Source material —
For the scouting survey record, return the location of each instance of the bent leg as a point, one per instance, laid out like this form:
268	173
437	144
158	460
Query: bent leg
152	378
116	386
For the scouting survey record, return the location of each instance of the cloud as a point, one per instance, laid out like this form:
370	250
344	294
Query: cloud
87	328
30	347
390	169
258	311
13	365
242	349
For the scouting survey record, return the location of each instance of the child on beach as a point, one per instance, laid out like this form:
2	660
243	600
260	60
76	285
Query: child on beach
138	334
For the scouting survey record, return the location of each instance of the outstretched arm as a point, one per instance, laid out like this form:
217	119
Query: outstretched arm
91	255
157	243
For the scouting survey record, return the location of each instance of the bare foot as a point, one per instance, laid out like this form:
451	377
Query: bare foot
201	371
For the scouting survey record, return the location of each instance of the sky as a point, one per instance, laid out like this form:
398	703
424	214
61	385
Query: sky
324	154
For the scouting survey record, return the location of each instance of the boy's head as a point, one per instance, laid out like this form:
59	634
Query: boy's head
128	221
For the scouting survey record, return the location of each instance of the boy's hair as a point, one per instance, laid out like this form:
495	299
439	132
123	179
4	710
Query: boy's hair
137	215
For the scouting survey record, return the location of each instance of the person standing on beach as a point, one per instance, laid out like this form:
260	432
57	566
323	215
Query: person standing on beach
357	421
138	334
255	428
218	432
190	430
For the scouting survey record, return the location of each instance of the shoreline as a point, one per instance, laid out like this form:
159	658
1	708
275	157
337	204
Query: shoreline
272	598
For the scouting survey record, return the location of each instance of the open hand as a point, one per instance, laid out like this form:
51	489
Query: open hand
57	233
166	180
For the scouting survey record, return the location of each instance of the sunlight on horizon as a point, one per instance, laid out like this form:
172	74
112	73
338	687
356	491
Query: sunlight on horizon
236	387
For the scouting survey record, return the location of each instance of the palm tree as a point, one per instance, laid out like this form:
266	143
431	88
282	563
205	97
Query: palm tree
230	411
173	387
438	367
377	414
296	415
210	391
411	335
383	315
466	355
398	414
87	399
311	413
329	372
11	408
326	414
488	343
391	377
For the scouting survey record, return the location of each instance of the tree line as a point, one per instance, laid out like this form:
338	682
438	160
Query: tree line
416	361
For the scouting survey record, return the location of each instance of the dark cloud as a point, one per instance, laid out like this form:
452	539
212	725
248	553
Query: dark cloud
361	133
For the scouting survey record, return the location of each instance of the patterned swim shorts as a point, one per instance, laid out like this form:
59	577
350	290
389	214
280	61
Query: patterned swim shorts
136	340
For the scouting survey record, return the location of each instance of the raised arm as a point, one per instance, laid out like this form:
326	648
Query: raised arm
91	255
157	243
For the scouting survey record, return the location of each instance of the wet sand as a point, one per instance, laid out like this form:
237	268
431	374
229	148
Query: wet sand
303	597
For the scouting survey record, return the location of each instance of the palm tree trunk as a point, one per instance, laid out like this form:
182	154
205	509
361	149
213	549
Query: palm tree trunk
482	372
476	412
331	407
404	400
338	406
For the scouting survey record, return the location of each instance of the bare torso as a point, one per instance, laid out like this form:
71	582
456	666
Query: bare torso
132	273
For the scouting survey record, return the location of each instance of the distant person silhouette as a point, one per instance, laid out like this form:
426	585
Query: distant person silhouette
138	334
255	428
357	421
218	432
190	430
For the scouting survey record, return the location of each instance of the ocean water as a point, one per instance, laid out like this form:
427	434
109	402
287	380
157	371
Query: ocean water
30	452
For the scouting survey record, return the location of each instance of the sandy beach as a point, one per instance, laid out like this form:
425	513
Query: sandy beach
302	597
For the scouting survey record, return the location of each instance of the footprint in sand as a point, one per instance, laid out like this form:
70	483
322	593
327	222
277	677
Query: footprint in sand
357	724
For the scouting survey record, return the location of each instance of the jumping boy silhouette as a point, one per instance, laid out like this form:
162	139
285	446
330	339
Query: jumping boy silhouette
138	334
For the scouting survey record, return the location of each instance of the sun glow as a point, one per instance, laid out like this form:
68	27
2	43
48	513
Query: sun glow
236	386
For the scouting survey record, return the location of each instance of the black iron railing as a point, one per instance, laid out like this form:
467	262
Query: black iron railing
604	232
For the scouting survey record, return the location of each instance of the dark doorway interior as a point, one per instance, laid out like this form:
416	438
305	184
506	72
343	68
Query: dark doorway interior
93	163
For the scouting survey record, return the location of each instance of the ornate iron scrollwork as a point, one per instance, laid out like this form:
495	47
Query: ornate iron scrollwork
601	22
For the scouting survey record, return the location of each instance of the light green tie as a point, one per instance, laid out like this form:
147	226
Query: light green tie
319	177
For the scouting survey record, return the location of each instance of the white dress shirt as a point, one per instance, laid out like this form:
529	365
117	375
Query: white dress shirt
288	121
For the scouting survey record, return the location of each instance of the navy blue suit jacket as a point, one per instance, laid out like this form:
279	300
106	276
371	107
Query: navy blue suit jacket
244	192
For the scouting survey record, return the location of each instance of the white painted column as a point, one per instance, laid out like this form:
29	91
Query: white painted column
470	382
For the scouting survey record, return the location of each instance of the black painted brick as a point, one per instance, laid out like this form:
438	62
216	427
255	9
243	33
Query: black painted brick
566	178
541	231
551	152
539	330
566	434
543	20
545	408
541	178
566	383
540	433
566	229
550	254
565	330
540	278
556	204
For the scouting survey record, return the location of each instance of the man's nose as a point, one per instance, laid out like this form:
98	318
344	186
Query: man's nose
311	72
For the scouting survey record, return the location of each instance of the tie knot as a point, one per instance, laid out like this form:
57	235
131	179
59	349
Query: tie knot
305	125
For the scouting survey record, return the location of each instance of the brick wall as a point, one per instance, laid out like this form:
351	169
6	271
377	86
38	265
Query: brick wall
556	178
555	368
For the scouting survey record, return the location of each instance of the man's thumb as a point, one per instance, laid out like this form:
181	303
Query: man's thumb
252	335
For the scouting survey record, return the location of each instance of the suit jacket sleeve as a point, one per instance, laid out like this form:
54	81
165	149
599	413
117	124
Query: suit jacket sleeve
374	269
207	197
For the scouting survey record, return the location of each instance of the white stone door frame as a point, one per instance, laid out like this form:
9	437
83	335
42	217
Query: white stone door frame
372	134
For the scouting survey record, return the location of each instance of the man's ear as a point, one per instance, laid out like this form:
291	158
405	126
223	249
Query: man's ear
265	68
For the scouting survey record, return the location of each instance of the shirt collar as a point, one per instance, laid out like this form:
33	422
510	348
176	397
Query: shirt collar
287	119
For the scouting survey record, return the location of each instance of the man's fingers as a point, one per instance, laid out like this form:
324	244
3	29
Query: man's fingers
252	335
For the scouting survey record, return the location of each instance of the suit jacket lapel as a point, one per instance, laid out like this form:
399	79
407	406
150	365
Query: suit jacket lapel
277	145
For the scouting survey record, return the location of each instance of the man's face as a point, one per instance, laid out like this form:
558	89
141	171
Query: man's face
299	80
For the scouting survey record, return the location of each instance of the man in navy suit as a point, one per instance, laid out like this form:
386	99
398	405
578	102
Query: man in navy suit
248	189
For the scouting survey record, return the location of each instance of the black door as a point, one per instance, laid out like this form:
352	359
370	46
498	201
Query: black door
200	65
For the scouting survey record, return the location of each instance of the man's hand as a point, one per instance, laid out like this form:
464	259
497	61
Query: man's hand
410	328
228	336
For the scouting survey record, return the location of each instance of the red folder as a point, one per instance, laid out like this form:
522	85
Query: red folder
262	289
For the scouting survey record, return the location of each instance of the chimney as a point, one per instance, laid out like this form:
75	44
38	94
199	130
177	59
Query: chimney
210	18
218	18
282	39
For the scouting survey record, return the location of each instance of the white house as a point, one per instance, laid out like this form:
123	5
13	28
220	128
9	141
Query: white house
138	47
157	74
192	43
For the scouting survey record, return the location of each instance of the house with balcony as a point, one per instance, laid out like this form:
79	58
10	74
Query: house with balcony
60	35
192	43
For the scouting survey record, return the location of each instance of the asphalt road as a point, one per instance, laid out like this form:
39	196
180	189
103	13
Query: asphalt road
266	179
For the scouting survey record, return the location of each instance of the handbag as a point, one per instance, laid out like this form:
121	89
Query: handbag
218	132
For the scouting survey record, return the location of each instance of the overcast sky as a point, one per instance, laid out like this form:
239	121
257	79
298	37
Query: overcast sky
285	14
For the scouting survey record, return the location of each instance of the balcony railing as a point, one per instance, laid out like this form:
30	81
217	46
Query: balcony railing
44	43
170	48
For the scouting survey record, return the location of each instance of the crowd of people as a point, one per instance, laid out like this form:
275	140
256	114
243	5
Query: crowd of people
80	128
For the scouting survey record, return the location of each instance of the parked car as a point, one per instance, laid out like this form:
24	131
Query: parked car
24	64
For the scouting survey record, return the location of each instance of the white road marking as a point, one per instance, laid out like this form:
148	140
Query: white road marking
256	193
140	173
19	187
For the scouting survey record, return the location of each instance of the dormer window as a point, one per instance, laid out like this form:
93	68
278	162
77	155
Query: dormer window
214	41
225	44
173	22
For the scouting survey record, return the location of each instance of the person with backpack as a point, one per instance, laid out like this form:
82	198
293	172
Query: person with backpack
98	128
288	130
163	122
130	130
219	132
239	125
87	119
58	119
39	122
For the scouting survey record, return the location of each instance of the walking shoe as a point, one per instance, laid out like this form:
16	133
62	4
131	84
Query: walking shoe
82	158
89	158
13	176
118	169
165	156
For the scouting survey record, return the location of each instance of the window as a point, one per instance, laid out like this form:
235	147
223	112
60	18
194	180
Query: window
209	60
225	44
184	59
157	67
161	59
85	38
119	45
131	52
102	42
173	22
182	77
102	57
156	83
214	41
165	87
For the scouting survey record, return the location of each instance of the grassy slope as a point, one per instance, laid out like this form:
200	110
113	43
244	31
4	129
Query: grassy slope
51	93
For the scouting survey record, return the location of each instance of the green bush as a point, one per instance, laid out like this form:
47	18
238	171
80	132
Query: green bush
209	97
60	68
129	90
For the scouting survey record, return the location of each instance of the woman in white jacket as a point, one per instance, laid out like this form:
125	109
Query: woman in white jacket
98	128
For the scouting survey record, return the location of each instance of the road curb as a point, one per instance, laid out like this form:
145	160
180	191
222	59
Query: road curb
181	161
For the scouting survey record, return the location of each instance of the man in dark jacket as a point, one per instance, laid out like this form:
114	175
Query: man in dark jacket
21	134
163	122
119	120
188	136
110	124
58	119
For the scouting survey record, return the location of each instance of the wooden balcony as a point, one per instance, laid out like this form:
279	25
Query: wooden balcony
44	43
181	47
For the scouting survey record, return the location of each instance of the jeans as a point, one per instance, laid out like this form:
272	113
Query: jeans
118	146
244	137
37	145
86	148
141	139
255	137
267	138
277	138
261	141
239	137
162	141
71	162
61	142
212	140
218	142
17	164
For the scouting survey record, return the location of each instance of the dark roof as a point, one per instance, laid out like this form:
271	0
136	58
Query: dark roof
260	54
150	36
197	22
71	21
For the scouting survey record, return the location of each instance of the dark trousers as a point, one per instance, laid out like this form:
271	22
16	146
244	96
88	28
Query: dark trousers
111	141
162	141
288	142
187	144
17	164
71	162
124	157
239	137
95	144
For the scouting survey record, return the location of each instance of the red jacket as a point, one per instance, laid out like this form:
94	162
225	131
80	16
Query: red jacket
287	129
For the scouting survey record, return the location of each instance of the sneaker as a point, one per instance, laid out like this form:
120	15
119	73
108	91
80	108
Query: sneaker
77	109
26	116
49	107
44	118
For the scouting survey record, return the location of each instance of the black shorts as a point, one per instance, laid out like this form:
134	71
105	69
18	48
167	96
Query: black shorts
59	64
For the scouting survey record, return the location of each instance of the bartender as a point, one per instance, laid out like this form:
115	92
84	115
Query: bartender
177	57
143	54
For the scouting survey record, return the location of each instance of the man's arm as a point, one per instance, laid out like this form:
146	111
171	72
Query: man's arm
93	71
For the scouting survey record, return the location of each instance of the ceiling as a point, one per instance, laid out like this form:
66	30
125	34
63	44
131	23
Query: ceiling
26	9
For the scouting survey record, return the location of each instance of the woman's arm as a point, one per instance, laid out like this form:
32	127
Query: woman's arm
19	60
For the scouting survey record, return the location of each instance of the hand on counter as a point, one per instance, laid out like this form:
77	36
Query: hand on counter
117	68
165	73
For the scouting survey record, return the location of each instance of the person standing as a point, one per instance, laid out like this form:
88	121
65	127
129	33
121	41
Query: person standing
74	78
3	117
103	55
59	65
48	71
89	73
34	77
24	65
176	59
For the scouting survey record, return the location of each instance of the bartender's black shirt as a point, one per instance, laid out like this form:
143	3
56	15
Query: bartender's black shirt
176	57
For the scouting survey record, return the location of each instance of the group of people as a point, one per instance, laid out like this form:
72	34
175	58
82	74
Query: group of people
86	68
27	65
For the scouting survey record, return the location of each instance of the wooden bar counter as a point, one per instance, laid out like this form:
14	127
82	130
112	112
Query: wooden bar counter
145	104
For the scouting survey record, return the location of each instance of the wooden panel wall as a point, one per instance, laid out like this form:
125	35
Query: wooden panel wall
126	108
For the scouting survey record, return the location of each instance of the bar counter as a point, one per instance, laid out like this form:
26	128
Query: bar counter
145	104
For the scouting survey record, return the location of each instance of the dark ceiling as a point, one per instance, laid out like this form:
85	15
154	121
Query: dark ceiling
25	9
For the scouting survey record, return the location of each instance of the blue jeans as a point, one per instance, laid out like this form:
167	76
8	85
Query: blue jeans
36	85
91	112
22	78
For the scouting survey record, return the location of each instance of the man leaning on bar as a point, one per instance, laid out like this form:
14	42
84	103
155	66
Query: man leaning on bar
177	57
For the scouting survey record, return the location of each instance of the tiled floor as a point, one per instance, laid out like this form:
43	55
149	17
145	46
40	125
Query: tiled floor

Work instruction — Establish how many lines of the material above hold the word "floor". Nothing but the count should be returned.

Exercise answer — 2